Pick out every line of the material below that contains the word "rough" and copy each one in full.
======== LISTED ENTRIES
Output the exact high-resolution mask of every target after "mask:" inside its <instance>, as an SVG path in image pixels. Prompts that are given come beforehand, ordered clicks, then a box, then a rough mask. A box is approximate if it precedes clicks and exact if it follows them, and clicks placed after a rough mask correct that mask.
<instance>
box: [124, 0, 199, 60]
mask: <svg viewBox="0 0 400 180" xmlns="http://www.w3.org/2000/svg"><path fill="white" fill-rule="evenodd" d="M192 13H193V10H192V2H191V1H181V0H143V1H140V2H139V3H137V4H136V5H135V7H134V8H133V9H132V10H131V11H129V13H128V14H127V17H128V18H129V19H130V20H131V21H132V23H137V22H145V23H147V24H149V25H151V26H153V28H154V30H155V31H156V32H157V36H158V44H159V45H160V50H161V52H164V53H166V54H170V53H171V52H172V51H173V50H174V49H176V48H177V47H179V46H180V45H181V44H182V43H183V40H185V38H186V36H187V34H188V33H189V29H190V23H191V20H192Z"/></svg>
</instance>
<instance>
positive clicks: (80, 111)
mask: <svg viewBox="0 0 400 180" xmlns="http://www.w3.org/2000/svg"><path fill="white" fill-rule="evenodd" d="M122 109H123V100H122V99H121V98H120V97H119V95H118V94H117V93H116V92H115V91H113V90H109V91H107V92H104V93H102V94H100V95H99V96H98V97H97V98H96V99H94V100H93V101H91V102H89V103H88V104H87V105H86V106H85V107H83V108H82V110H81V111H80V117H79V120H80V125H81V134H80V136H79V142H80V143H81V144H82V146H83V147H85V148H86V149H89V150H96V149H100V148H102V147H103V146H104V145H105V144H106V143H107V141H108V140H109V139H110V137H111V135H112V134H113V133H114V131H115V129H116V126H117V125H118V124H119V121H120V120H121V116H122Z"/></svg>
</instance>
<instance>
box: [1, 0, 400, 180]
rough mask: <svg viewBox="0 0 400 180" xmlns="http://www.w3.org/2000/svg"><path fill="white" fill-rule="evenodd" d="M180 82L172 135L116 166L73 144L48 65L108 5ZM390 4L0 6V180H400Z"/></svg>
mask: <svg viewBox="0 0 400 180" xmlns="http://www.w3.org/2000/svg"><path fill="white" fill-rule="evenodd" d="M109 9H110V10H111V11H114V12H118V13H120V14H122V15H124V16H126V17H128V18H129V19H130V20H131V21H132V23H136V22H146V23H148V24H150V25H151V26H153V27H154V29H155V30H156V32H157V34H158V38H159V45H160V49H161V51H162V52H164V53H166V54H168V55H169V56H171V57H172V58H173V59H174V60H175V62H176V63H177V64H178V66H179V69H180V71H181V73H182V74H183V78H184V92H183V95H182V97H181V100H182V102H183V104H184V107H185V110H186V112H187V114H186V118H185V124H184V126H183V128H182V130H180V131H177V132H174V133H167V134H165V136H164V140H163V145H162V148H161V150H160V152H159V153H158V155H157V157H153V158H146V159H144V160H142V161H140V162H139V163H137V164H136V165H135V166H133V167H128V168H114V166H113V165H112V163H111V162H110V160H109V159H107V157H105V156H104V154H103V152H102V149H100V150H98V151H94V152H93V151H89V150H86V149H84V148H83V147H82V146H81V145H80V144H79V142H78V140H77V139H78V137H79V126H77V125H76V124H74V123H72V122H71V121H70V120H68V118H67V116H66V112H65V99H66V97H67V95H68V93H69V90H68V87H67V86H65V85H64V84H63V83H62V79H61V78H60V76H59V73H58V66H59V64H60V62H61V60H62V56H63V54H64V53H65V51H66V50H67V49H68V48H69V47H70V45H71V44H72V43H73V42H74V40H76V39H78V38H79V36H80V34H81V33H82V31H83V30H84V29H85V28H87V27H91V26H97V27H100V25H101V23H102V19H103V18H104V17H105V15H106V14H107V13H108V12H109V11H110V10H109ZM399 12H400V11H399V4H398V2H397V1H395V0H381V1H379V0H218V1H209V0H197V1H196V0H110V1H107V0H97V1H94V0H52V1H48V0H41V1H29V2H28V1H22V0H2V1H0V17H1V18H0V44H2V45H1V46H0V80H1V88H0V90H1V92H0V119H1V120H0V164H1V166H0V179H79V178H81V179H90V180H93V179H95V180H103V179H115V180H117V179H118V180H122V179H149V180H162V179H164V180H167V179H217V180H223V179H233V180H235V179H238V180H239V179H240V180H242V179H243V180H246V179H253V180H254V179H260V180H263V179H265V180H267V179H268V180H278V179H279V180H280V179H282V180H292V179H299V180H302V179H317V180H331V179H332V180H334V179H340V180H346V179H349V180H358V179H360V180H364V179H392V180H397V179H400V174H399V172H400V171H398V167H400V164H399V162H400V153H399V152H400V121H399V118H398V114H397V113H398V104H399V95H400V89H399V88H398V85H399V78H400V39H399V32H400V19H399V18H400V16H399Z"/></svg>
================
→ **TASK OUTPUT**
Output the exact high-resolution mask of every target after "mask:" inside its <instance>, as an SVG path in image pixels. Prompts that are given come beforehand, ordered clicks, then a box, then a rough mask. A box is approximate if it precedes clicks and exact if it follows them, and clicks placed after a rough mask correct that mask.
rough mask: <svg viewBox="0 0 400 180" xmlns="http://www.w3.org/2000/svg"><path fill="white" fill-rule="evenodd" d="M180 82L172 135L116 166L73 144L48 65L108 5ZM390 4L0 6V180H400Z"/></svg>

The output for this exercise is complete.